---------- RECORDS SHOWN

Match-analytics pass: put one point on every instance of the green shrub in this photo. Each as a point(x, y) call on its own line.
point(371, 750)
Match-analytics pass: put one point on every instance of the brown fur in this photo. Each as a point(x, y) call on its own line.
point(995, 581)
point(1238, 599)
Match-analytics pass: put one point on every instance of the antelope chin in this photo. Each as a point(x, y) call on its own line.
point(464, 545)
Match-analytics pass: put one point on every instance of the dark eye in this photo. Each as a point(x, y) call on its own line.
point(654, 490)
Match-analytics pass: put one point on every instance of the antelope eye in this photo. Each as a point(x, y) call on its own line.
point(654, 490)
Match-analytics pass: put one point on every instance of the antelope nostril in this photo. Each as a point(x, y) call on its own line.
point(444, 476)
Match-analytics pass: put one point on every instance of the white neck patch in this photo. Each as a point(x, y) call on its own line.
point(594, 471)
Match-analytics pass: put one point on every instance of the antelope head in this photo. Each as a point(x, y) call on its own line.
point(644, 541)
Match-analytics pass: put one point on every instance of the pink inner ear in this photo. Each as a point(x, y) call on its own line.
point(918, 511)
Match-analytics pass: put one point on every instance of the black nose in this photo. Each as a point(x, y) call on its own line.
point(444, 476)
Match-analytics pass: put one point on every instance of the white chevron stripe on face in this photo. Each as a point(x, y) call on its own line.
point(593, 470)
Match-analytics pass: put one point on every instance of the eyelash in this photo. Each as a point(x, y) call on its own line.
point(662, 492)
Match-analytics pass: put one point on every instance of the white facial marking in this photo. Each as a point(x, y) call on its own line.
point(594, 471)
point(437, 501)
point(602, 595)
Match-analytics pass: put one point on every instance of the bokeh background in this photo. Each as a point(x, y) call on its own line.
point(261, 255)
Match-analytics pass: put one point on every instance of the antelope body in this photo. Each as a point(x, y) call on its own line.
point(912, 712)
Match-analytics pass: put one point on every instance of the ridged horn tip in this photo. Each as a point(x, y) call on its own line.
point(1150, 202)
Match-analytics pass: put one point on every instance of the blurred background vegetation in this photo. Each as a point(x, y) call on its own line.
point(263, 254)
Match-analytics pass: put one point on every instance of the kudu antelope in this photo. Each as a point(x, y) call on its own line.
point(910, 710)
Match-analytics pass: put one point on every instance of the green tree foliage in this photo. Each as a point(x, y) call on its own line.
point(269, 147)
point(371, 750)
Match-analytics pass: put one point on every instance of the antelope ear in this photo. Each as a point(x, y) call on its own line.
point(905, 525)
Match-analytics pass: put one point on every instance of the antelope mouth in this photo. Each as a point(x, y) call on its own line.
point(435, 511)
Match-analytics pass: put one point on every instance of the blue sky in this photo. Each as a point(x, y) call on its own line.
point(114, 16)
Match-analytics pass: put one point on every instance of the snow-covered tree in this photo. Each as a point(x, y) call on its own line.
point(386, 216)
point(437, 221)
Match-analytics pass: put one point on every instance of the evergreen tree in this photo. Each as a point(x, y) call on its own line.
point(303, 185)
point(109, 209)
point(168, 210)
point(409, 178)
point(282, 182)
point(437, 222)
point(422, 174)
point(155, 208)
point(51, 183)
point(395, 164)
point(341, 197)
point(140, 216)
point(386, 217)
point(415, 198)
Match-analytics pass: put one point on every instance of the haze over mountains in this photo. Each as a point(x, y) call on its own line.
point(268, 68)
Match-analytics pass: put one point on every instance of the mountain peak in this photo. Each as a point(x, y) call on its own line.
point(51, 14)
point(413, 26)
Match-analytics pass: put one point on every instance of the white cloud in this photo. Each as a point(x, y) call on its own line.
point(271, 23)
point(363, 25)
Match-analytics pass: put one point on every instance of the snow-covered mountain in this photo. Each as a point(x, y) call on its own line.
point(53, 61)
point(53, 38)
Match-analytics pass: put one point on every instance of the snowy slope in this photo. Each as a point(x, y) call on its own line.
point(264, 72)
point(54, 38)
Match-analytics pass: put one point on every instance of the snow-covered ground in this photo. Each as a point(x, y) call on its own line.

--------------------

▸ WHAT TO WORK ON
Transcribe the material above in its entirety, precisely as written.

▸ RESULT BELOW
Match-analytics pass: put one point on every instance of the green shrub in this photo. Each as a point(x, y) call on its own line.
point(371, 750)
Match-analytics pass: put one point on every instance of the brown fur in this photo. Each as a point(x, y) call on its own line.
point(995, 581)
point(1238, 599)
Match-analytics pass: put one point on every instance of the antelope chin in this photo. Each as a point(x, y) call on its own line.
point(464, 545)
Match-analytics pass: put one point on every instance of the dark eye in this photo. Each as a point(x, y) call on its own line.
point(654, 490)
Match-analytics pass: put one point on every instance of the antelope eye in this photo. Each as a point(x, y) call on its own line.
point(654, 490)
Match-analytics pass: put one point on every instance of the antelope nostril in this photo. Each as a point(x, y) call on its own line.
point(444, 476)
Match-analytics pass: put one point on every instance of the white neck patch in this photo. Each as a point(x, y) call on its own line.
point(594, 471)
Match-analytics pass: put one point on every instance of the antelope head in this photo. Each as a point(x, y) call on its own line.
point(644, 541)
Match-analytics pass: put one point on every instance of the pink inner ear in this photo. Each as a point(x, y) call on its own line.
point(918, 511)
Match-analytics pass: put one point on every instance of the black nose in this photo. Each as a point(x, y) call on its own line.
point(444, 476)
Match-analytics pass: put one point on every instance of the white chevron stripe on face in this photo. Each as a point(x, y) call on its own line.
point(593, 470)
Match-analytics pass: put one point on every instance of the eyelash in this photo. Each as a point(x, y) call on its own line.
point(662, 492)
Match-analytics pass: put one point on every instance of the white facial marking in this photo. Each as a point(x, y) call on its own line.
point(594, 471)
point(437, 501)
point(602, 595)
Match-analytics pass: put one point on every instance of the bokeh background in this photo. Each as a point(x, y) call on its own line.
point(261, 255)
Match-analytics pass: put one point on every instance of the antelope body in this photo. Each as a point(x, y) call on its own line.
point(912, 712)
Match-analytics pass: put one point on every instance of the ridged horn tip in this photo. Each as a point(x, y) call on its own line.
point(1150, 202)
Match-analytics pass: put one point on every instance of the blurred background vegetation in this photo. Each as a point(x, y) call on its own line.
point(263, 254)
Match-analytics pass: put one point on every instance of the kudu antelope in this photo. Each as a point(x, y) call on its own line.
point(910, 710)
Match-analytics pass: put one point on every instance of the green tree foliage in this photo. Each as a point(x, y) call on its own line.
point(269, 147)
point(371, 750)
Match-analytics pass: put one point on every instance of the antelope ear in this photo. Each as a point(x, y) call on its own line.
point(905, 525)
Match-analytics pass: put one point on every instance of the antelope mouth in this photo. Each as a point(x, y) call on its own line.
point(435, 511)
Match-analytics pass: put one point on every instance of the blue sky in this photo. Each as a point(x, y) call on its own line.
point(114, 16)
Match-analytics pass: put one point on every instance of the snow-covered tree in this photo. Each as a point(x, y) call on its own line.
point(386, 216)
point(437, 221)
Match-analytics pass: put one point on every instance of the evergreen tree in this photo. Each as a point(x, y) call on its own line.
point(303, 185)
point(109, 209)
point(168, 210)
point(409, 178)
point(282, 182)
point(437, 222)
point(422, 174)
point(155, 208)
point(51, 183)
point(395, 164)
point(341, 197)
point(140, 216)
point(386, 217)
point(415, 198)
Match-analytics pass: put one point on every instance of the haze over mountains in this photo. Each as a point(x, y) call on its own line.
point(268, 68)
Match-analytics pass: put one point on every instance of the mountain peak in this photo. Each as a point(x, y) call on its own line.
point(51, 14)
point(413, 26)
Match-analytics pass: put one point on every instance of the white cloud in this photo. Each as a point(x, y) call on its own line.
point(271, 23)
point(363, 25)
Match-analytics pass: put one point on every instance of the snow-covered mountain in this photo. Each as a point(x, y) call on its own line.
point(53, 61)
point(53, 38)
Match-analytics pass: put one point on every instance of the snowy slope in this photo. Each as a point(x, y) call on its own line.
point(264, 72)
point(54, 38)
Match-analytics pass: put one point on every instance of the snow-covered ground in this photo. Each as a point(x, y) call on its own line.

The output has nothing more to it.